What you need to do: Give every line of the entries below as a JSON list of strings, one string per line, leaving out blank lines.

Data extract:

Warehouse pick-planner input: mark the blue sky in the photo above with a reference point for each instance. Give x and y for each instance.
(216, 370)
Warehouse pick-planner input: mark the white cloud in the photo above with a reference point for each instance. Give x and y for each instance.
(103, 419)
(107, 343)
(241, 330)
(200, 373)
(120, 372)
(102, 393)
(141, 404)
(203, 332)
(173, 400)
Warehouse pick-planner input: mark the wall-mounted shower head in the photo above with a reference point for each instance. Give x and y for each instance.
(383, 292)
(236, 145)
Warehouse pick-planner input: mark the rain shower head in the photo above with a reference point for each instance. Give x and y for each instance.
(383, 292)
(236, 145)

Response:
[
  "Warehouse pick-planner input: mark the blue sky in the photo above with a reference point for each instance. Give x and y for each instance.",
  "(216, 370)",
  "Warehouse pick-planner input: mark the white cloud in the photo above with a reference point for each instance. Give x and y for each instance.",
  "(103, 419)",
  "(107, 343)",
  "(241, 330)",
  "(200, 373)",
  "(120, 372)",
  "(102, 393)",
  "(141, 404)",
  "(203, 332)",
  "(173, 400)",
  "Warehouse pick-planner input: mark the wall-mounted shower head in the photo above with a reference point for each instance. Give x and y for each instance.",
  "(383, 292)",
  "(236, 145)",
  "Warehouse pick-planner input: mark the rain shower head in the photo above with a reference point for each instance. Give x and y for each instance.",
  "(383, 292)",
  "(236, 145)"
]